The response should consist of every line below, unchanged.
#### Records to process
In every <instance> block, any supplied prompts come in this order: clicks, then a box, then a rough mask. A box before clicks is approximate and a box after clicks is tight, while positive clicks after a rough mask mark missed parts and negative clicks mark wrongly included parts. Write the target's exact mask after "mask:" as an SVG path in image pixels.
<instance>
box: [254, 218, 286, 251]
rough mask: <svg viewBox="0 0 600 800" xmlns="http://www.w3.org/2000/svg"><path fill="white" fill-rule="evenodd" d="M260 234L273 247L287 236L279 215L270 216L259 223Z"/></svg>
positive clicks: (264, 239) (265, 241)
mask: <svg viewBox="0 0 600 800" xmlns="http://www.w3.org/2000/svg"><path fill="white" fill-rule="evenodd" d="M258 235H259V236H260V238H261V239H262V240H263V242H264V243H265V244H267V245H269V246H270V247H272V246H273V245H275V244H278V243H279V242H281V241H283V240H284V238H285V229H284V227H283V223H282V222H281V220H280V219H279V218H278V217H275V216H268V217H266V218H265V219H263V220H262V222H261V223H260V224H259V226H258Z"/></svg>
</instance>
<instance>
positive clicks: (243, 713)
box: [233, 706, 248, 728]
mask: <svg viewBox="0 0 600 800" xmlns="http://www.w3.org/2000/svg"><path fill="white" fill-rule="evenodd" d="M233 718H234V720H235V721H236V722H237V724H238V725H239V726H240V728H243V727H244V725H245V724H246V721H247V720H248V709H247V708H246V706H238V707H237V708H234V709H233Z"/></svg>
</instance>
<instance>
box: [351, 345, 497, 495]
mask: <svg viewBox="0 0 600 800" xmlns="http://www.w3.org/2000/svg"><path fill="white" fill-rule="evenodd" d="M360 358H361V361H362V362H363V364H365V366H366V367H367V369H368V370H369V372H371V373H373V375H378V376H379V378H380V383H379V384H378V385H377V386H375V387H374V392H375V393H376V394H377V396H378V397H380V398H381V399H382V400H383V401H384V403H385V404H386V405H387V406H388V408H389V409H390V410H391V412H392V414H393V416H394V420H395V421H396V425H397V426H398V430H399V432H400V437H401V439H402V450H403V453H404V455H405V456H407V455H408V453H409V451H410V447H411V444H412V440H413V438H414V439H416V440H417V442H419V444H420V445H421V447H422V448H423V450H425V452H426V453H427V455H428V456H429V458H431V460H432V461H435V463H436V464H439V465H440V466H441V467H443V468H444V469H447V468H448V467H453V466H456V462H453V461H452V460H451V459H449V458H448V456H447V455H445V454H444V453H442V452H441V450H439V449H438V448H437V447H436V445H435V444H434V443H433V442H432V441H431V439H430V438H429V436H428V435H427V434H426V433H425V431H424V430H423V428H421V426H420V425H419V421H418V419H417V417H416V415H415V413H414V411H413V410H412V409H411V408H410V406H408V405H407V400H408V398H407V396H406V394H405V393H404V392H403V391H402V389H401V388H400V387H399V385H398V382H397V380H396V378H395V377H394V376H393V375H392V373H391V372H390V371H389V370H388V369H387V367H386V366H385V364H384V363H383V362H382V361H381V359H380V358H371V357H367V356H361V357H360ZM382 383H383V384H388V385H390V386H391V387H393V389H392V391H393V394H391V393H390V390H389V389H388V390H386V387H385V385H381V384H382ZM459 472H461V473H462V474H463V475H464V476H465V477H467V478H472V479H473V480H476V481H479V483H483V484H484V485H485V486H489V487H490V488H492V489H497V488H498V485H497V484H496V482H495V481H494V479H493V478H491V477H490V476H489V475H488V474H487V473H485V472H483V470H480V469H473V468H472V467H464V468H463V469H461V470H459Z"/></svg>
########
### Response to this task
In every <instance> block, any supplied prompts come in this order: clicks, then a box, then a rough mask. A box before clicks is approximate and a box after clicks is tight, while positive clicks after a rough mask mark missed parts and negative clicks mark wrongly included parts. Write the target's exact mask after "mask:" as an SVG path in image pixels.
<instance>
box: [254, 218, 286, 251]
rough mask: <svg viewBox="0 0 600 800" xmlns="http://www.w3.org/2000/svg"><path fill="white" fill-rule="evenodd" d="M260 234L273 247L287 236L279 215L270 216L259 223Z"/></svg>
positive clicks: (264, 239) (265, 241)
mask: <svg viewBox="0 0 600 800" xmlns="http://www.w3.org/2000/svg"><path fill="white" fill-rule="evenodd" d="M258 235H259V236H260V238H261V239H262V240H263V242H264V243H265V244H267V245H269V246H270V247H272V246H273V245H275V244H278V243H279V242H281V241H283V240H284V238H285V229H284V227H283V223H282V222H281V220H280V219H279V218H278V217H275V216H268V217H266V218H265V219H263V220H262V222H261V223H260V224H259V226H258Z"/></svg>
</instance>
<instance>
positive clicks: (243, 713)
box: [233, 706, 248, 728]
mask: <svg viewBox="0 0 600 800" xmlns="http://www.w3.org/2000/svg"><path fill="white" fill-rule="evenodd" d="M233 718H234V720H235V721H236V722H237V724H238V725H239V726H240V728H243V727H244V725H245V724H246V721H247V720H248V709H247V708H246V706H238V707H237V708H234V709H233Z"/></svg>
</instance>
<instance>
box: [351, 345, 497, 495]
mask: <svg viewBox="0 0 600 800" xmlns="http://www.w3.org/2000/svg"><path fill="white" fill-rule="evenodd" d="M360 358H361V361H362V362H363V364H365V366H366V367H367V369H368V370H369V372H371V373H373V375H378V376H379V378H380V383H379V384H378V385H377V386H375V387H374V392H375V393H376V394H377V396H378V397H380V398H381V399H382V400H383V401H384V403H385V404H386V405H387V406H388V408H389V409H390V410H391V412H392V414H393V416H394V420H395V421H396V425H397V426H398V430H399V432H400V437H401V439H402V450H403V453H404V455H405V456H407V455H408V453H409V451H410V447H411V444H412V440H413V438H414V439H416V440H417V442H419V444H420V445H421V447H422V448H423V450H425V452H426V453H427V455H428V456H429V458H431V460H432V461H435V463H436V464H439V465H440V466H441V467H443V468H444V469H447V468H448V467H453V466H456V462H453V461H452V460H451V459H449V458H448V456H447V455H445V454H444V453H442V452H441V450H439V449H438V448H437V447H436V445H435V444H434V443H433V442H432V441H431V439H430V438H429V436H428V435H427V434H426V433H425V431H424V430H423V428H421V426H420V425H419V421H418V419H417V417H416V415H415V413H414V411H413V410H412V409H411V408H410V406H408V405H407V400H408V398H407V396H406V394H405V393H404V392H403V391H402V389H401V388H400V387H399V385H398V382H397V380H396V378H395V377H394V376H393V375H392V373H391V372H390V371H389V370H388V369H387V367H386V366H385V364H384V363H383V362H382V361H381V359H380V358H371V357H367V356H361V357H360ZM382 383H383V384H388V385H390V386H391V387H393V389H392V391H393V394H391V393H390V390H389V389H388V390H386V387H385V385H381V384H382ZM459 472H461V473H462V474H463V475H464V476H465V477H467V478H472V479H473V480H476V481H479V483H483V484H484V485H485V486H489V487H490V488H492V489H497V488H498V485H497V484H496V482H495V481H494V479H493V478H491V477H490V476H489V475H488V474H487V473H485V472H483V470H480V469H473V468H472V467H464V468H463V469H461V470H459Z"/></svg>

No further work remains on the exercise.